## How to complete this task
Below are some entries. Output each one exactly as it appears.
━━ Given information ━━
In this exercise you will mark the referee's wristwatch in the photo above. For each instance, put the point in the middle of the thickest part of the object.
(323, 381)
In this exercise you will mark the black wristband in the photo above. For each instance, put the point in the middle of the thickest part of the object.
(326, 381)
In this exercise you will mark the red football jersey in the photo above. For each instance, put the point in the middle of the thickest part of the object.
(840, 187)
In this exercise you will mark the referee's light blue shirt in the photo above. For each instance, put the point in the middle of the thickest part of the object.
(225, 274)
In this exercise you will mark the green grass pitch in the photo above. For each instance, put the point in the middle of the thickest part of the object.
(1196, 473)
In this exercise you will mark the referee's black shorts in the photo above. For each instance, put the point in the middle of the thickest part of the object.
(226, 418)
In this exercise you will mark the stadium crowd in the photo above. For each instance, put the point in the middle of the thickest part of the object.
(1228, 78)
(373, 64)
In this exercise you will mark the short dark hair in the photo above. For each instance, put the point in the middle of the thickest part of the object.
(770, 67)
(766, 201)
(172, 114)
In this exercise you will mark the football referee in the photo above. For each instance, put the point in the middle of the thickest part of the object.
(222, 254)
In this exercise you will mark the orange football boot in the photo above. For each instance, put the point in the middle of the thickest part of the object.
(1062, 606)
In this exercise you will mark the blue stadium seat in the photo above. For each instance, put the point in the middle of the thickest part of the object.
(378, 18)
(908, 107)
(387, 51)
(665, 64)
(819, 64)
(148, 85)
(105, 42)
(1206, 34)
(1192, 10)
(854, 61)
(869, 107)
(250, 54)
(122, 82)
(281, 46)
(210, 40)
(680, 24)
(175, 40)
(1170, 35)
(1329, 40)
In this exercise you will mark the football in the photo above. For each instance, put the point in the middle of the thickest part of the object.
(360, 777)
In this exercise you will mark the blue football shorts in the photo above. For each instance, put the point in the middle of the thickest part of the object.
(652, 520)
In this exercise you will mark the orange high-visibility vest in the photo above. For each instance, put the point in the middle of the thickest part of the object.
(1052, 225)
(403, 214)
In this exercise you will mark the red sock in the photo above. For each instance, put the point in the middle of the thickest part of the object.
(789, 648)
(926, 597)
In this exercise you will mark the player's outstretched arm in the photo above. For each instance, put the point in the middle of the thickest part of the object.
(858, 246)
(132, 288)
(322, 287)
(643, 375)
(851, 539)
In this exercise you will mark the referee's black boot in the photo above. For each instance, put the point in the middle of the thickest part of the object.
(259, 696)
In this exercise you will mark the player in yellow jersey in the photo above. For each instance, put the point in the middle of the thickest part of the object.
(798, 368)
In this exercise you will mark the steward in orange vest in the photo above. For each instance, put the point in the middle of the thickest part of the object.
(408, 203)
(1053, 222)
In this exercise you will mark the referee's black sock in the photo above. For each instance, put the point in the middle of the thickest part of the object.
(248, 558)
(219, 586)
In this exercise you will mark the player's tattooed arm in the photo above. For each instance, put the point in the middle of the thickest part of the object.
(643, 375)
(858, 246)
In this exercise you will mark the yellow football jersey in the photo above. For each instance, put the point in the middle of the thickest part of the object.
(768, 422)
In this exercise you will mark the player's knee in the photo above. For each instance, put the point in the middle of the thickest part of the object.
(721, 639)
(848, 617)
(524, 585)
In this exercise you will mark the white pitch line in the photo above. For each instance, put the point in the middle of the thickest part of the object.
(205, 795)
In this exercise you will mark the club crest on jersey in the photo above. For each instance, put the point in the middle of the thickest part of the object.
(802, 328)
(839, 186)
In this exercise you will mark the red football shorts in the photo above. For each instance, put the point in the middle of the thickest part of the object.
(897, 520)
━━━
## Your response
In this exercise you will mark the referee's wristwatch in the photo above. For each instance, put the point in the middle of the thickest part of the object.
(323, 381)
In this exercise you will mark the black wristband in the photo above. For each instance, put the point in the middle of the thickest part of the object.
(326, 381)
In this exercise you will mark the red football jersey in the photo above. For each instance, put the point in the middle of the thickest part of the object.
(840, 187)
In this exercise you will mark the referee's light blue shirt in the photo above. For each instance, put the point in the middle of the thickest part of the object.
(225, 274)
In this exercise you will mark the green grass pitch in the photo above. For each instance, put the point in the middle of the thickest part of the object.
(1196, 473)
In this exercise you will mark the referee's black shorts in the photo above. For each instance, put the point in the middle of the thickest part of the object.
(226, 418)
In this exercise you will mark the stadium crowd in the photo above. For each instance, put the point in the middle of the thickest part of the object.
(1228, 78)
(373, 64)
In this exercise you will mark the short dark hair in the photo above. For each instance, put the point in the middle of the thickest part of the object.
(770, 67)
(766, 201)
(172, 114)
In this exercise you will mark the football referee in the photo above. For each instance, put the point in the middle of the thickest part of the object.
(222, 254)
In this exercise you will mark the orange football boot in the photo above. For each instance, put the point in the middle of the thickest part of the object.
(1062, 606)
In this exercise you will mark the blue stadium seat in the photo above. For each instance, put the point in the middle of the thickest part of the object.
(378, 18)
(908, 107)
(387, 51)
(665, 64)
(819, 64)
(148, 85)
(105, 42)
(1206, 34)
(1192, 10)
(854, 61)
(869, 107)
(250, 54)
(122, 82)
(281, 46)
(210, 40)
(680, 24)
(175, 40)
(1170, 35)
(1329, 40)
In this exercise you will mark the football in the photo above. For each instance, put the point in the middle of the thickest part of the object.
(360, 777)
In this exercise you will mark the blue football shorts in the photo above. For each instance, put the point in the middle of the thickest part of the object.
(652, 520)
In this exercise you will mark the orange high-visibility vest in the photo above. For each instance, put the point in the middle of the thickest part of the object.
(1052, 225)
(403, 214)
In this exercise you will mark the red sock in the photo above. For each instance, put the point in the middle of the thickest part of the object.
(789, 648)
(926, 597)
In this exercise you will mark the player's outstretched arm in the photo above. For each instance, put the point in the middle of the thickest part of the object.
(858, 246)
(132, 288)
(322, 287)
(643, 375)
(851, 539)
In this exercise you will mark the referee's black boot in the photo above. For each instance, put the point in the middle of the thickest part of the object.
(259, 696)
In this exercise you will mark the player in yellow jersey in the photo above. For each instance, put the point in the middle of the thickest part of the object.
(798, 368)
In this exercise you will mark the steward in orange vest in the photo above. For each instance, put the point in the middle of the thickest part of the object.
(408, 203)
(1053, 222)
In this exercise you will mark the referee's black sock in the photo above. For each instance, put the point in the middle of the thickest part of the object.
(248, 558)
(219, 586)
In this exercise you will mark the player's tattooed arm in the photo above. For each instance, put the point in the middle of the thickest part of the object.
(643, 375)
(858, 246)
In this exercise you will mark the yellow football jersey in the photo above. For each instance, put the point in the middle of the thickest part of the object.
(768, 422)
In this exercise you will mark the player's knee in the photo above. For each instance, put the point in the middle of the thickest part of the object.
(721, 639)
(848, 617)
(524, 585)
In this exercise you will mark the white pitch line in the photo above. For each instance, put the point in the middle of the thickest part of the object.
(205, 795)
In this exercise you will mark the club crest on jersey in the photo above. For each instance, put the point in the middle of the thickest part of the object.
(802, 328)
(839, 186)
In this exercise you will mark the red football shorts in the photo above. For each instance, put the point in the middle of the thickest part of the object.
(897, 520)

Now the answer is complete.